===== GIVEN ENTRIES =====

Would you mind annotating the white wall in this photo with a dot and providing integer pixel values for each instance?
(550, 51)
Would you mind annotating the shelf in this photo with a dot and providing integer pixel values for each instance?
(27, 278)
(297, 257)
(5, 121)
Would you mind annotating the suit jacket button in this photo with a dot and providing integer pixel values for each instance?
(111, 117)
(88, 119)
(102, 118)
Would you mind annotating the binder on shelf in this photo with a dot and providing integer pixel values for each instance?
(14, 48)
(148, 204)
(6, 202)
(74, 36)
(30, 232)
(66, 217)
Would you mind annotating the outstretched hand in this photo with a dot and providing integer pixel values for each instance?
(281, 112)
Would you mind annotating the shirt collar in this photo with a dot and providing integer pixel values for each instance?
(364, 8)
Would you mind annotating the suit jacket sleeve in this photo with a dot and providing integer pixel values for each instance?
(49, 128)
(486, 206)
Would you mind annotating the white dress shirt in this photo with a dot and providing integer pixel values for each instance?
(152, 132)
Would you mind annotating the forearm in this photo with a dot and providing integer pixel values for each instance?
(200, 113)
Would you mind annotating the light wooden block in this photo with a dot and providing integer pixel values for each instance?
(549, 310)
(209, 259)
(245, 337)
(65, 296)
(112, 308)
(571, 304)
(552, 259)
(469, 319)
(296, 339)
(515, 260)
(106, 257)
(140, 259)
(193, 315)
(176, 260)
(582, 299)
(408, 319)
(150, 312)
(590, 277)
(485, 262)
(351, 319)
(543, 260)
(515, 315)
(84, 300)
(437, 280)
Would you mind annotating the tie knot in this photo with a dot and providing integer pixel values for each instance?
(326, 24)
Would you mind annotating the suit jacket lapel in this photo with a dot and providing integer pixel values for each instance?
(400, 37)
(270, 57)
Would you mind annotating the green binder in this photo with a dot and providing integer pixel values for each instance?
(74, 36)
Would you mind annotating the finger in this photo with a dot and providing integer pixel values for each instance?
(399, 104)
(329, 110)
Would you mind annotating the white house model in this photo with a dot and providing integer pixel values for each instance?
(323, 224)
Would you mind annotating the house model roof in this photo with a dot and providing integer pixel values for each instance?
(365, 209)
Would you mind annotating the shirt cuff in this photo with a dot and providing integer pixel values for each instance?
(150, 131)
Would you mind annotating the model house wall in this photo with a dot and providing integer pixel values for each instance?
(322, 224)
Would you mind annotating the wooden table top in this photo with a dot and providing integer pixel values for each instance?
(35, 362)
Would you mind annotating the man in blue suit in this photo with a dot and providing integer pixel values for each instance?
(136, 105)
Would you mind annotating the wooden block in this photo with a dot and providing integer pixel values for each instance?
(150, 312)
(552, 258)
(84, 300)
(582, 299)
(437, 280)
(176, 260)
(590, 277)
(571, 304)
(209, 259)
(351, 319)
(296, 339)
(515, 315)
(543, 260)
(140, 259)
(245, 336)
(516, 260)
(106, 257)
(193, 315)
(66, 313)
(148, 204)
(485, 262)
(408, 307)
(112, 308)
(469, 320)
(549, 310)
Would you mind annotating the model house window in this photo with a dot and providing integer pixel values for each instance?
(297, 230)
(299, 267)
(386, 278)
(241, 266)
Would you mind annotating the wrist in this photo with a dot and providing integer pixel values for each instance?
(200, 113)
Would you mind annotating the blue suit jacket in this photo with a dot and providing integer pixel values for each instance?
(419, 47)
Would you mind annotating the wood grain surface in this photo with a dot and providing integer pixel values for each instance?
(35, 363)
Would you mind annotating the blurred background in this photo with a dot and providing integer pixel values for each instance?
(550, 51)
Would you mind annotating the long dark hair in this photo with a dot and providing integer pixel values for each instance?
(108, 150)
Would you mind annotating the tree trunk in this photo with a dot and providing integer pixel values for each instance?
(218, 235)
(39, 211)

=====

> WHAT YOU ARE ASKED TO DO: What you should produce is an exact restatement of all the material.

> COMPLETED TASK:
Would you mind annotating the white wall in this photo with a dot and providing integer pixel values for each instance?
(550, 51)
Would you mind annotating the shelf in this photo with a dot and providing integer pixel values for each instance?
(27, 278)
(297, 257)
(5, 121)
Would you mind annotating the suit jacket button in this photo with a dot and providing integer pixel values for each instance?
(111, 117)
(88, 119)
(102, 118)
Would you mind annotating the binder on shelf in this photo with a dot and providing integer pixel values for each instance?
(14, 48)
(148, 204)
(6, 202)
(74, 36)
(30, 232)
(66, 217)
Would you mind annotating the outstretched hand in this photo with a dot and providing integer pixel values for each instance?
(281, 112)
Would you mind annotating the shirt collar in this photo with a dot and providing integer pixel values for each instance?
(364, 8)
Would you mind annotating the suit jacket sleeve in this photo with a dot and providing integer pixel values for each instance?
(49, 128)
(486, 206)
Would you mind annotating the white dress shirt in this photo with a dot and providing integer pixel values for each instance?
(152, 132)
Would you mind annotating the forearm in this photo with a dot and providing integer pixel values for each instance?
(200, 113)
Would you mind annotating the light wooden block in this photo with a dot and providing integer pixel values for each instance?
(549, 310)
(209, 259)
(245, 337)
(65, 296)
(112, 308)
(571, 304)
(552, 259)
(469, 319)
(296, 339)
(515, 260)
(106, 257)
(140, 259)
(193, 315)
(176, 260)
(582, 299)
(408, 319)
(150, 312)
(590, 277)
(485, 262)
(351, 319)
(543, 260)
(515, 315)
(84, 300)
(437, 280)
Would you mind annotating the tie knot in this photo with a dot and providing integer pixel values for each instance?
(326, 24)
Would you mind annotating the suit jacket lapel in this photo with a dot and providing integer pixel values for each instance?
(400, 37)
(270, 57)
Would you mind annotating the green binder in this photo with a dot and providing integer pixel values for each instance?
(74, 36)
Would you mind annotating the finger in this photo with a dot and providing integer pixel values for each instance?
(399, 104)
(329, 110)
Would you mind annotating the white house model in this photo with a dot and providing integer pixel values for each instance?
(323, 224)
Would you mind annotating the house model roof in this photo with a dot and providing integer pixel values for each instance?
(365, 209)
Would you mind annotating the shirt cuff in this photo with a dot and providing integer pixel values for each instance?
(150, 131)
Would you mind annotating the model house wall in this photo with a dot and providing integer pixel values for each instance?
(322, 224)
Would you mind annotating the wooden table top in this photo with a dot and providing integer pixel values for each instance?
(35, 362)
Would you mind annotating the man in blue suit in this photo with a dot and providing integer pixel values for each instance?
(136, 105)
Would you mind annotating the wooden block in this photo with a dot and providing integer pixel values for each instance?
(150, 312)
(552, 258)
(84, 300)
(582, 299)
(437, 280)
(176, 260)
(590, 277)
(571, 304)
(209, 259)
(351, 319)
(296, 339)
(515, 315)
(543, 260)
(140, 259)
(245, 336)
(516, 260)
(106, 257)
(193, 315)
(66, 313)
(148, 204)
(485, 262)
(408, 307)
(112, 308)
(469, 320)
(549, 310)
Would you mind annotating the model house window in this photo with a dot and providing integer pixel values for each instance?
(297, 230)
(299, 267)
(386, 278)
(241, 266)
Would you mind annotating the wrist in this photo with a dot and providing integer pixel values for each instance?
(200, 113)
Would you mind annotating the blue suit jacket in this photo with a dot and providing integer pixel values for each instance?
(419, 47)
Would you mind annotating the wood grain surface in this photo with a dot and providing integer pixel values for each instance?
(35, 363)
Would you mind annotating the blurred background in this photo with a dot and providing integer pixel values for each instance?
(550, 51)
Would you mind annotating the long dark hair in this photo with a dot and providing integer pixel values for each instance?
(108, 150)
Would you mind annotating the tree trunk in this photo with a dot and providing integer pixel values for each instance?
(218, 235)
(39, 211)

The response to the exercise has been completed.